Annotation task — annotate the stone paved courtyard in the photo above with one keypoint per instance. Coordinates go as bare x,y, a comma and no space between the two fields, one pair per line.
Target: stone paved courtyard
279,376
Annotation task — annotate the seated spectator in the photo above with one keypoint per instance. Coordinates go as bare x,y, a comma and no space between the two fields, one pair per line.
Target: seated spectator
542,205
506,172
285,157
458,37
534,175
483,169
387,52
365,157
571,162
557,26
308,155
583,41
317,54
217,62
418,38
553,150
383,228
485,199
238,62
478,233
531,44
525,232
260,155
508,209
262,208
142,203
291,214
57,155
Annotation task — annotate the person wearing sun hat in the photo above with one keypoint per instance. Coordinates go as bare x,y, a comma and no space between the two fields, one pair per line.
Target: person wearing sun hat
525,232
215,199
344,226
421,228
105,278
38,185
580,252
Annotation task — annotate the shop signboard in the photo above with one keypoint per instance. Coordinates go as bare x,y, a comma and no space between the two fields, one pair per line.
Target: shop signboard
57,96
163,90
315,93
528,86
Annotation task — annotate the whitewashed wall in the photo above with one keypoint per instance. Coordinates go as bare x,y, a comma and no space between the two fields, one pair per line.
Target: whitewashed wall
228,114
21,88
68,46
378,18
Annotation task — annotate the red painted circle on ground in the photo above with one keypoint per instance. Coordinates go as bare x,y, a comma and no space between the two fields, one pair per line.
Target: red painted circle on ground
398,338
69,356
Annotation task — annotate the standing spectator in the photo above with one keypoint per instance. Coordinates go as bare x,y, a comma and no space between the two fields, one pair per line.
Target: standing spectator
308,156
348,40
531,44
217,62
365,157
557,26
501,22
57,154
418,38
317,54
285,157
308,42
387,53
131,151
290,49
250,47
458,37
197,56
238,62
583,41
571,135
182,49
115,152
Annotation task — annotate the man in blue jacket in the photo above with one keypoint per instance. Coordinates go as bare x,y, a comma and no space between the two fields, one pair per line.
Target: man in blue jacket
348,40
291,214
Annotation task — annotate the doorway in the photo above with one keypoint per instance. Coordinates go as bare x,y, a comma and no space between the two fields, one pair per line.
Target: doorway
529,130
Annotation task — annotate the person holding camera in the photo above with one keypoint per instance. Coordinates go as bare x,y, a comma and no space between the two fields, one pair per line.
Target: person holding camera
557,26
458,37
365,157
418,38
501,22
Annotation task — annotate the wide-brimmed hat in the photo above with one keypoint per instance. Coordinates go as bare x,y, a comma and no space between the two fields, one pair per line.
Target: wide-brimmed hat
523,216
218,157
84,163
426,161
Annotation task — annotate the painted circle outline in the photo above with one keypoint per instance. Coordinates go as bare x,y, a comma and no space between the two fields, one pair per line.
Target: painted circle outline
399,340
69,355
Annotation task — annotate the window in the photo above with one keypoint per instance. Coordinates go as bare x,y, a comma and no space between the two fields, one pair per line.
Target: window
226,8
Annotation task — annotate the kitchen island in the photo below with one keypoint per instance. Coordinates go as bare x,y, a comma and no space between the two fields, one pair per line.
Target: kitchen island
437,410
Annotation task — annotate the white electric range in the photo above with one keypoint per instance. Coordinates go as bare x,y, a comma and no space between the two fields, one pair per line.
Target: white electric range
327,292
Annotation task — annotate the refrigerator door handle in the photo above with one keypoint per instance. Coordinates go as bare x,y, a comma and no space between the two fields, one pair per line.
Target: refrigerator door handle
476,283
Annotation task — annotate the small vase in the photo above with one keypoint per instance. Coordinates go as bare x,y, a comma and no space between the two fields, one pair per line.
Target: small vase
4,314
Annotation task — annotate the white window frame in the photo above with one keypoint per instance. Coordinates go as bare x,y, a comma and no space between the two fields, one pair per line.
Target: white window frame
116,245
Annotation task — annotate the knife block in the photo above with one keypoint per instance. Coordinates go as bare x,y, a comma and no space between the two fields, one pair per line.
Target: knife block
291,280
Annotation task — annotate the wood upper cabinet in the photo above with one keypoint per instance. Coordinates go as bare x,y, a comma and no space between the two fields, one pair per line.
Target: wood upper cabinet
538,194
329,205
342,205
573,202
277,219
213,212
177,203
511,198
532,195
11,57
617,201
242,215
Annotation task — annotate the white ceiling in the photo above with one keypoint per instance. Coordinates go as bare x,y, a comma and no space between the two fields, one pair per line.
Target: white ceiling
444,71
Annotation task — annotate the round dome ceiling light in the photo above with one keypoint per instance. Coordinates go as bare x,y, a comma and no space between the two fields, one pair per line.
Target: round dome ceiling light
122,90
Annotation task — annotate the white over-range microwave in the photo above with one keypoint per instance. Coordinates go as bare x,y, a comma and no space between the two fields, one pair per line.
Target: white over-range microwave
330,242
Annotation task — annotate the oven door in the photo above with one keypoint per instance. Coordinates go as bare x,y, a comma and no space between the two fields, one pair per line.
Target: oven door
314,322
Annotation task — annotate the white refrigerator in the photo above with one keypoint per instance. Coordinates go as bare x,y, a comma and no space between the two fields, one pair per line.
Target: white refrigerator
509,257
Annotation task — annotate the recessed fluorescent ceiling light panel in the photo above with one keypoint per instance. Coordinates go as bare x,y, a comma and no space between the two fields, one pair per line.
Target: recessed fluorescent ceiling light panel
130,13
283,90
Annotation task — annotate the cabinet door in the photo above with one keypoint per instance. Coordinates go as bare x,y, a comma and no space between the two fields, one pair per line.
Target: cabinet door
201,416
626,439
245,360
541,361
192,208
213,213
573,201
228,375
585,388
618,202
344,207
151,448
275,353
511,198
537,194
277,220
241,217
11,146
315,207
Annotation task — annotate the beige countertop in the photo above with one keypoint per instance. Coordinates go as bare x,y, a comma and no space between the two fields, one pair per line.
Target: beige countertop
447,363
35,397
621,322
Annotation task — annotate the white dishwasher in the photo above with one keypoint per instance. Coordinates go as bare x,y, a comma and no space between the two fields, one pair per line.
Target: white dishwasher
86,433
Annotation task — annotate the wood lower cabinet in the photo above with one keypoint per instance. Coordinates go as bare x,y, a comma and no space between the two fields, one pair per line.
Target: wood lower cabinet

-=-=-=-=-

**Stated exercise:** Produce an exact copy of all the records.

**Complete answer:**
Annotation task — annotate the stone paved courtyard in the photo above with one keypoint per instance. Coordinates go as bare x,y, a comma and no space between the two fields, one pair per line.
Target: stone paved courtyard
279,376
Annotation task — annotate the seated spectator in the photo above with one keypoint per instance. Coordinates go as bare x,y, a comma and no space between the two fields, one pair per line.
Target: seated spectator
542,205
506,172
285,157
458,37
534,175
483,169
387,52
365,157
571,162
557,26
308,155
583,41
317,54
217,62
418,38
553,150
383,228
485,199
238,62
478,233
531,44
525,232
260,155
508,209
262,208
142,203
291,214
57,155
Annotation task — annotate the person wearing sun hat in the photo above with one keypoint per instance. Coordinates go as bare x,y, a comma and no space between the two fields, one pair per line.
Target: person wearing sun hat
525,232
215,199
344,226
421,228
105,278
38,185
580,252
Annotation task — annotate the shop signboard in the photo above with one keypoint per instance. Coordinates go as bare x,y, a comma and no space between the two fields, one pair per line.
Target: shop signboard
57,96
163,90
315,93
528,86
Annotation task — annotate the whitewashed wall in the photo above with one keypoint per instance. Coordinates go as bare x,y, a comma and no space between the two fields, one pair per line.
Target: whitewashed wall
228,114
21,88
68,46
378,18
Annotation task — annotate the red painted circle on ground in the photo above with one keypoint per instance. Coordinates go as bare x,y, a comma and no space between the two fields, one pair per line.
Target: red painted circle on ground
398,338
69,356
Annotation task — annotate the standing spectator in the photo above with one keypoint per instance. Coordinates go as bare x,y, a comma and no space between the two fields, one pair per line.
Target: standing spectator
308,156
348,40
531,44
217,62
365,157
557,26
501,22
57,154
418,38
317,54
285,157
308,42
387,53
131,151
290,49
250,47
458,37
197,56
238,62
583,41
571,135
182,49
115,152
Annotation task — annotate the man in blue jacket in the photo above with one keypoint per instance. Coordinates go as bare x,y, a comma and no space between the two fields, one pair per line.
Target: man in blue jacket
348,40
291,214
Annotation task — annotate the doorway in the photo above with one keypoint per instance. Coordinates go as bare x,y, a comma and no space between the two fields, one pair per line.
Target: doorway
529,130
Annotation task — annotate the person holding camera in the photo above with one keypoint per instance. Coordinates go as bare x,y, a comma and no space between the two fields, one pair per line.
Target: person holding camera
557,26
458,37
365,157
418,38
501,22
Annotation task — annotate the wide-brimmed hat in the photo above with one keypoint per instance. Coordinates go as bare x,y, a comma and no space between the two fields, one pair per line.
Target: wide-brimmed hat
523,216
218,157
84,163
426,161
Annotation task — annotate the painted circle outline in the photo above with one keypoint per instance. Coordinates go as bare x,y, a comma and no space between the two fields, one pair per line.
Target: painted circle outline
399,340
69,355
Annotation task — annotate the window in the photo above with one keypoint per instance. Coordinates go as bare x,y, a comma and no space between the two fields, one pair per line.
Target: window
226,8
Annotation task — annotate the kitchen island in the photo below with one keypoint per instance. Coordinates go as bare x,y, a comma and no space between the two fields, one pair per line.
Target: kitchen island
437,410
Annotation task — annotate the white electric range in the photo above with one keypoint per instance. Coordinates go as bare x,y, a comma and no space between the two fields, one pair per line.
Target: white electric range
327,292
Annotation task — annotate the refrigerator door handle in the photo above with one keypoint per instance. Coordinates go as bare x,y, a comma and no space between the two fields, one pair per line.
Target: refrigerator door handle
476,283
Annotation task — annotate the small vase in the photo above with one keypoint per instance. Coordinates go as bare x,y, a comma and no space between the two fields, one pair per line.
Target: small vase
4,314
Annotation task — annotate the white window frame in the photo above with one keypoint per instance. Coordinates go as bare x,y, a comma and no space between the two fields, one pair per line.
Target: white window frame
116,245
Annotation task — annotate the knife block in the photo above with one keypoint per instance. Coordinates go as bare x,y, a comma and no space between the two fields, one pair per line.
Target: knife block
291,280
Annotation task — annotate the wood upper cabinet in the photo above with one keypoint per instance. Coordinates go as bare x,y, a comma and no space between the two fields, one pair per line.
Target: wood upper cabinet
538,194
329,205
342,205
573,202
277,219
213,212
177,203
511,198
532,195
11,57
617,201
242,215
Annotation task — annotate the white ceiling in the photo above with one keypoint per instance. Coordinates go as bare x,y, a comma and no space between the two fields, one pair per line.
Target: white ceiling
444,71
Annotation task — annotate the round dome ceiling light in the photo above with one keypoint per instance. Coordinates go as bare x,y, a comma and no space between the two fields, one pair per line.
Target: round dome ceiling light
122,90
Annotation task — annotate the white over-range microwave in the photo above with one keypoint per instance. Coordinates go as bare x,y, a comma and no space between the two fields, one pair per line.
Target: white over-range microwave
330,242
Annotation task — annotate the oven door in the photo above with one keypoint per instance. Coordinates go as bare x,y, a comma and no space between the two fields, one pair per line.
Target: oven door
314,322
Annotation task — annotate the white refrigerator in the photo above with one keypoint per instance. Coordinates go as bare x,y, a comma and no space between the two fields, one pair per line.
Target: white refrigerator
509,257
Annotation task — annotate the recessed fluorescent ceiling light panel in the photo above with one keypoint per instance. Coordinates go as bare x,y, a comma and no space between the two fields, one pair per line.
Target: recessed fluorescent ceiling light panel
130,13
283,90
Annotation task — annotate the cabinet door in the photo above with one keypoint per instance. Coordinates go as bare x,y, a comma and no space between the two fields, one pair per line.
Target: cabinet door
201,416
626,439
245,360
541,361
192,208
213,213
573,201
228,375
585,388
618,202
344,207
151,448
275,353
511,198
537,194
277,220
241,217
11,146
315,207
Annotation task — annotate the beige countertop in the photo above with one keypoint per instance. Coordinates go as bare x,y, a comma and no space between the two fields, one pair per line.
Target: beige countertop
447,363
35,397
621,322
Annotation task — annotate the white dishwasher in the photo above with one keypoint per instance. Coordinates go as bare x,y, a comma and no space between the two fields, one pair per line.
Target: white dishwasher
86,433
Annotation task — annotate the wood lower cabinet in the photo above with one keypoint per instance. Coordinates go as bare x,y, a comma and no space between the two fields, one pair per line.
Target: wood lower cabinet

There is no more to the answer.